Passage >>
start

Having determined that Defendant would not be permitted to continue to operate the unregistered Ford Taurus because the registration affixed to the car has never been registered to the Ford Taurus, Trooper Davis called for a tow truck to retrieve the vehicle. Additionally, because he viewed the knives on the front passenger seat and would need to conduct an inventory search safely, he called a fellow trooper, Trooper Lisa Hanley, to the scene for backup. While awaiting Trooper Hanley's arrival, he learned that Defendant had misrepresented his past arrests inasmuch as Defendant also had a prior firearm charge in Massachusetts.

G.L. 1956 § 31-3-1 makes the operation of an unregistered vehicle on any highway a civil violation.

Trooper Davis identified situations in which an inventory search would not be conducted, including: if a motor vehicle is locked on private property; if a motor vehicle is abandoned and locked; if conducting an inventory search would create a hazard or a safety risk; if the operator was present and requested a tow at his/her expense; and in the event of inclement weather or emergency conditions. The policy of the Rhode Island State Police governing motor vehicle inventories, General Order 54D (Gen. Order 54D), was introduced as evidence and enumerates the same circumstances to which Trooper Davis testified regarding when a motor vehicle inventory would not be conducted. Gen. Order 54D, at IV. Trooper Davis also stated that if there was an inadequate number of troopers available as backup or if there were multiple occupants who would have to be removed from a vehicle in order to effectuate an inventory search, then, for officer's safety, an inventory search would not be conducted on scene. According to Trooper Davis, none of these circumstances applied.

Upon Trooper Hanley's arrival, Trooper Davis asked Defendant to exit the vehicle so an inventory search could be conducted. Defendant complied with the request to exit the vehicle and Trooper Davis then conducted a Terry pat down, which revealed a key chain on Defendant's waistband, attached to which was an item similar to brass knuckles with two sharp sides. Trooper Davis again inquired if there was anything else in the vehicle that he should be concerned about. Defendant responded in the negative, but then asked if the car was going to be searched. Trooper Davis testified that after he advised Defendant that the car would be inventoried, Defendant's demeanor changed, and he appeared nervous.

end

Stored records >>
start

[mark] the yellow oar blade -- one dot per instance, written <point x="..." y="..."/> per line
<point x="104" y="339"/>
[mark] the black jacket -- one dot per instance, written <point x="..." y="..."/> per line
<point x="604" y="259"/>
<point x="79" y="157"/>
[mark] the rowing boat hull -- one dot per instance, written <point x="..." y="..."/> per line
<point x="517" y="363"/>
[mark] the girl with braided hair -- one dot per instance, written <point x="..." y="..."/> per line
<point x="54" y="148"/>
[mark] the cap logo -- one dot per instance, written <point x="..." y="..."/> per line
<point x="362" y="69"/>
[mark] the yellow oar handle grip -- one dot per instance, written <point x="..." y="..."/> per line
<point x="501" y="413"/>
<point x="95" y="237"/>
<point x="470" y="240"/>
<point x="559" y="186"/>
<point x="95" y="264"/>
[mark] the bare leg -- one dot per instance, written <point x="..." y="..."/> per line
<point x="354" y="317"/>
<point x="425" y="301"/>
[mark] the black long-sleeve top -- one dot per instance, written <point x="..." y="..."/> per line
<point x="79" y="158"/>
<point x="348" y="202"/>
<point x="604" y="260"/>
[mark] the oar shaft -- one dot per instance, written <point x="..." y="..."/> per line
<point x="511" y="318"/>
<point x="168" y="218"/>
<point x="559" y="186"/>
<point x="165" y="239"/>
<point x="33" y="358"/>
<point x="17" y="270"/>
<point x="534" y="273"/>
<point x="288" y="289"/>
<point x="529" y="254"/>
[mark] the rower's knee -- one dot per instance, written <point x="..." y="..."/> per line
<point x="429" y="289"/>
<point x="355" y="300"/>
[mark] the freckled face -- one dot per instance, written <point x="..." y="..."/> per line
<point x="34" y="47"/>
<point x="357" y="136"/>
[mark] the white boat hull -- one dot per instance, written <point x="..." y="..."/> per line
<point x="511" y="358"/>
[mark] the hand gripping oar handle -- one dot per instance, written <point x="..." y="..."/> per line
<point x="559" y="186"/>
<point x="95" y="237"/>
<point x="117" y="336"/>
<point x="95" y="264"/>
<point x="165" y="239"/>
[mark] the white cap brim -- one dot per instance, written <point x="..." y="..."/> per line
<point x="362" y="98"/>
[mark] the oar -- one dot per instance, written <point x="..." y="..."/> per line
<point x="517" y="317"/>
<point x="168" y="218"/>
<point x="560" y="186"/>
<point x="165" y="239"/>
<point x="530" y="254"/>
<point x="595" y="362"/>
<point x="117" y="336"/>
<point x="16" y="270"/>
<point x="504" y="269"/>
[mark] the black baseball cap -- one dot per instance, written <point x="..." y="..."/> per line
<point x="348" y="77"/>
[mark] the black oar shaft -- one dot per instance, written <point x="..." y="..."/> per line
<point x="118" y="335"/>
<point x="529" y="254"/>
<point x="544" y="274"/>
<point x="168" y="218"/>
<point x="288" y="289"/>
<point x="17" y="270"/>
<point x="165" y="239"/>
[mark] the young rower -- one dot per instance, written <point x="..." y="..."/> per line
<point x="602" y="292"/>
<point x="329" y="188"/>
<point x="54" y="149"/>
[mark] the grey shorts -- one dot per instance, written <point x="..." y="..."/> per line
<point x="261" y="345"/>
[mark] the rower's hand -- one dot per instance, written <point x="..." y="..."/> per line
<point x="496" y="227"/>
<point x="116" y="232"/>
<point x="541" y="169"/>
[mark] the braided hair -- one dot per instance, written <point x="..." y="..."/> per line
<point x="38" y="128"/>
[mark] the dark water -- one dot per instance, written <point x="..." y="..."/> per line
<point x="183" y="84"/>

end
start

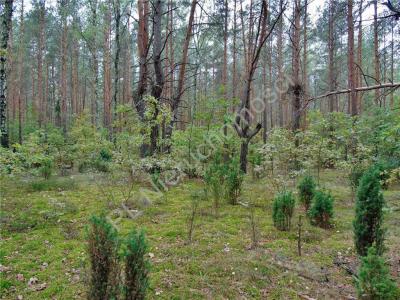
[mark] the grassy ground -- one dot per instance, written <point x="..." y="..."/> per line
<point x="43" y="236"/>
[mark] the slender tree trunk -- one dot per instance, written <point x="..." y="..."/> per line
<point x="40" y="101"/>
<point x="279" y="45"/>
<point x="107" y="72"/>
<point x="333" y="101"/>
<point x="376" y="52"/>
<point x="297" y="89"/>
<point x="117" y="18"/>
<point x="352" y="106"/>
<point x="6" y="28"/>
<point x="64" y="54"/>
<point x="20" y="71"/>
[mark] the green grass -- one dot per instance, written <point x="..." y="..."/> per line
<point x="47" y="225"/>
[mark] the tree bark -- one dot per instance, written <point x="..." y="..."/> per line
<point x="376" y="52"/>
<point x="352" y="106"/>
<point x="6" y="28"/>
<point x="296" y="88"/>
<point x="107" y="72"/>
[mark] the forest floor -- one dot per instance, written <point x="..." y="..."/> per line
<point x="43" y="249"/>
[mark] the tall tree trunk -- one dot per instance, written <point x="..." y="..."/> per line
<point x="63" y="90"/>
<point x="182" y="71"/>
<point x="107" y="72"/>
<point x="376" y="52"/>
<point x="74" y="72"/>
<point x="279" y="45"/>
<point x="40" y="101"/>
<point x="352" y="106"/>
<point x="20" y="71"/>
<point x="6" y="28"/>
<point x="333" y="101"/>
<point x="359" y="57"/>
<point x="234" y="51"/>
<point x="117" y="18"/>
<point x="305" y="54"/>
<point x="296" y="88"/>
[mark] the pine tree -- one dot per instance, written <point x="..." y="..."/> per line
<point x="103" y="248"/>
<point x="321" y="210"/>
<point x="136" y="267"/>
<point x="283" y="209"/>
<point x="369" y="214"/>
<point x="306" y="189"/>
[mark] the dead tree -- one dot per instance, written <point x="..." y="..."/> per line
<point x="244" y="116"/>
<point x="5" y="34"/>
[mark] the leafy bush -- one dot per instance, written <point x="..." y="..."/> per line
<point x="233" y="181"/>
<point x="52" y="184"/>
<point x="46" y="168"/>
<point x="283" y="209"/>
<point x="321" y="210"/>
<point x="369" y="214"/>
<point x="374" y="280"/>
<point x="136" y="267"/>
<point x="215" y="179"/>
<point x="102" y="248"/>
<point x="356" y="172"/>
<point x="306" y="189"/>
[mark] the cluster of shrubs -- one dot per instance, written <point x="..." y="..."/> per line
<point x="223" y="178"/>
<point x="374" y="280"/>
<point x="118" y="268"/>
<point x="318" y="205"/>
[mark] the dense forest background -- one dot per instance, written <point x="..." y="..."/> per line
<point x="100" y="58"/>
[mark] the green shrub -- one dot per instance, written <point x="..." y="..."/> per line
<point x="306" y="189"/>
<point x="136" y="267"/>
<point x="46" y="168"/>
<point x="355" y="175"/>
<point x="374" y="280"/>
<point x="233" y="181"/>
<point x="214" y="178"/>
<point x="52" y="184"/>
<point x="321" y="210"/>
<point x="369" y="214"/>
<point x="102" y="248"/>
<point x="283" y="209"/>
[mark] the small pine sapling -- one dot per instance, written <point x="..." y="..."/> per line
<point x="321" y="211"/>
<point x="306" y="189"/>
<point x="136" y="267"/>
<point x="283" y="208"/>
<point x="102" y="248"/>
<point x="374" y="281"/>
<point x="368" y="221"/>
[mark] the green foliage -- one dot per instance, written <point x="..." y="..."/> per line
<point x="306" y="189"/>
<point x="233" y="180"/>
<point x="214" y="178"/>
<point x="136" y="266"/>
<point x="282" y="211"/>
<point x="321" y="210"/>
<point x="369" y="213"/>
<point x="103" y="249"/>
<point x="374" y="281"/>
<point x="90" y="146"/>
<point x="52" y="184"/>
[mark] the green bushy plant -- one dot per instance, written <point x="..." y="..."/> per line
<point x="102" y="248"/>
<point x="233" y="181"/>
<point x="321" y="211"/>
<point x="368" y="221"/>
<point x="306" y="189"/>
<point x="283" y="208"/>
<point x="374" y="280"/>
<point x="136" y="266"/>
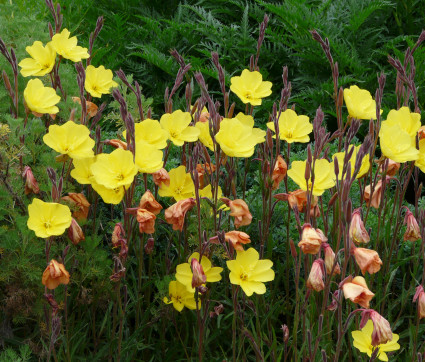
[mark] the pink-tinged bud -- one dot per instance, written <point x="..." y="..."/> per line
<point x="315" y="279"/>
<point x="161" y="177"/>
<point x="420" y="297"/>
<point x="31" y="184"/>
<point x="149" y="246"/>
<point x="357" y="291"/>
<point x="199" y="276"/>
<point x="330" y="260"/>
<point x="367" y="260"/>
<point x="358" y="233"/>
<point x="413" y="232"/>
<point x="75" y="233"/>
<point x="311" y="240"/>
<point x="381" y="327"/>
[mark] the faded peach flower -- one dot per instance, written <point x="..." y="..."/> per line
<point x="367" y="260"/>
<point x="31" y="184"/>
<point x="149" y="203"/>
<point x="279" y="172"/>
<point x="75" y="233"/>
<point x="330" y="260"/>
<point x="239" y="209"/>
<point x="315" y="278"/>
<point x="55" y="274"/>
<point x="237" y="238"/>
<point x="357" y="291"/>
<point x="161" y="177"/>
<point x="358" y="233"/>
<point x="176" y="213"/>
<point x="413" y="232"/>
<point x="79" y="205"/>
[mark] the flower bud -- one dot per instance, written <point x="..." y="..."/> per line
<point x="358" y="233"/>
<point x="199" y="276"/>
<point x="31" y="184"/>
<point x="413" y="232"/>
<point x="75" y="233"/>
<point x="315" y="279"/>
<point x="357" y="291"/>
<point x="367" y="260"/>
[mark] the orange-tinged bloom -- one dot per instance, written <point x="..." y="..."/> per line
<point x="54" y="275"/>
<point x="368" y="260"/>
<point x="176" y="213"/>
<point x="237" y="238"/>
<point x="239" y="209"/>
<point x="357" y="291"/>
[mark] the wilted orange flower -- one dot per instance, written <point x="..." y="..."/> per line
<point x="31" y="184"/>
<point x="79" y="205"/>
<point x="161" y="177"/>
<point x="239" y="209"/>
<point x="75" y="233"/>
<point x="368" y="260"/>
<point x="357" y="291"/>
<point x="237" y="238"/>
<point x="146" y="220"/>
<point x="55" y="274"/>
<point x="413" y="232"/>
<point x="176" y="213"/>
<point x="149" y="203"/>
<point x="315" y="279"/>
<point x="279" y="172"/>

end
start

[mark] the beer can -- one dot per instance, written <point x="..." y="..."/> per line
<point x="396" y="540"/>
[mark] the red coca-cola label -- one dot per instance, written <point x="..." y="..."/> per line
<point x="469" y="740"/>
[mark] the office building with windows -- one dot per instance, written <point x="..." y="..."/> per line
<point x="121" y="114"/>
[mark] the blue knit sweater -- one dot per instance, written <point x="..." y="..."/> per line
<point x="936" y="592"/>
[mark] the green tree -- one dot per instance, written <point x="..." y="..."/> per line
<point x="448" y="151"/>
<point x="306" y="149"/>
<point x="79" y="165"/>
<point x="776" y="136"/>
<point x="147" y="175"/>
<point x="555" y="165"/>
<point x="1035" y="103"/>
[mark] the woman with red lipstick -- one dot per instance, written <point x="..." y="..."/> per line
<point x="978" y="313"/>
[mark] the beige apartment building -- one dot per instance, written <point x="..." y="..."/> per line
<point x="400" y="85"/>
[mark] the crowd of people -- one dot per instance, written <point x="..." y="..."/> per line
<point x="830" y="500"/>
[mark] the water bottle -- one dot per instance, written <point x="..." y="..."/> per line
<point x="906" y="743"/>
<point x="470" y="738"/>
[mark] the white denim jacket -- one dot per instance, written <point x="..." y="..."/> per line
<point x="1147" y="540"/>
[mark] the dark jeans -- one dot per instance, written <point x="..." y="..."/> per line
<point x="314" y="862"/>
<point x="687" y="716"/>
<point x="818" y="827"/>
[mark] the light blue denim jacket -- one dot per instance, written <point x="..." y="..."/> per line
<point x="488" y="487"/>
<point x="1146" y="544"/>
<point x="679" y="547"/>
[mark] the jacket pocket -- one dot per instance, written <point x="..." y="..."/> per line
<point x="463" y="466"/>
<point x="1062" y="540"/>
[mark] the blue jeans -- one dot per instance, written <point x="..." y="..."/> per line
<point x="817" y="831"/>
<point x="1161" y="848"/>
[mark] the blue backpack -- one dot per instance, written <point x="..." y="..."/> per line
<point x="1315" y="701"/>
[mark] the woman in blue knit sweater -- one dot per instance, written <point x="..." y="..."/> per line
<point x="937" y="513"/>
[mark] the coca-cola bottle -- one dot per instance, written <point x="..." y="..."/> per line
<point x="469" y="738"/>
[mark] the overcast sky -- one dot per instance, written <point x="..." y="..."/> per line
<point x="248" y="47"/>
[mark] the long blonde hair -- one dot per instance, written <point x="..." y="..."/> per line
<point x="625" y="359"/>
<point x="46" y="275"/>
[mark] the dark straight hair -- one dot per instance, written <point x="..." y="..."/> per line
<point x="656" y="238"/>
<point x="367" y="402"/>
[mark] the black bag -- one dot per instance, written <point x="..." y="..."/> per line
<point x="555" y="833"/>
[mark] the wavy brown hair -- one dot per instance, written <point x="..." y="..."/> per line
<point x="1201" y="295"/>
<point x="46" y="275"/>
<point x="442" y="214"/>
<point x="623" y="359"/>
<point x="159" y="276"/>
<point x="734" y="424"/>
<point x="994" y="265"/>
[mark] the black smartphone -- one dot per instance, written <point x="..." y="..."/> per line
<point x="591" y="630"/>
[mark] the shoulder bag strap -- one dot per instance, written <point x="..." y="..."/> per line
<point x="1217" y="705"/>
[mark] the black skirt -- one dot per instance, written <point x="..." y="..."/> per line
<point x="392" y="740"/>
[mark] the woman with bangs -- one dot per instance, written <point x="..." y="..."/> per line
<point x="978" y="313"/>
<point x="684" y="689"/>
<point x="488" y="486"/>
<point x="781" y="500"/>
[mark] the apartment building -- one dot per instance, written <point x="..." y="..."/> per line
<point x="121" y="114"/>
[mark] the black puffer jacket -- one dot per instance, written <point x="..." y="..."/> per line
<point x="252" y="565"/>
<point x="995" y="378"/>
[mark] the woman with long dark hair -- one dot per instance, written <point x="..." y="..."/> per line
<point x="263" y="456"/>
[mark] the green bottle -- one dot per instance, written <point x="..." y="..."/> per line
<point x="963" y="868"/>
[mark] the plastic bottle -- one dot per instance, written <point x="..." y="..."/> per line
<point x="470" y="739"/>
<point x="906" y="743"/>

end

Set tasks >>
(1) From the passage, list every circumstance Trooper Davis identified in which an inventory search would not be conducted.
(2) According to the passage, why did Trooper Davis call Trooper Lisa Hanley to the scene?

Final answers >>
(1)
- The motor vehicle is locked on private property.
- The motor vehicle is abandoned and locked.
- Conducting the inventory search would create a hazard or a safety risk.
- The operator was present and requested a tow at his/her expense.
- There is inclement weather or there are emergency conditions.
- There is an inadequate number of troopers available as backup.
- There are multiple occupants who would have to be removed from the vehicle to carry out the search.

(2) He called her for backup because he had seen the knives on the front passenger seat. He would need to conduct the inventory search safely.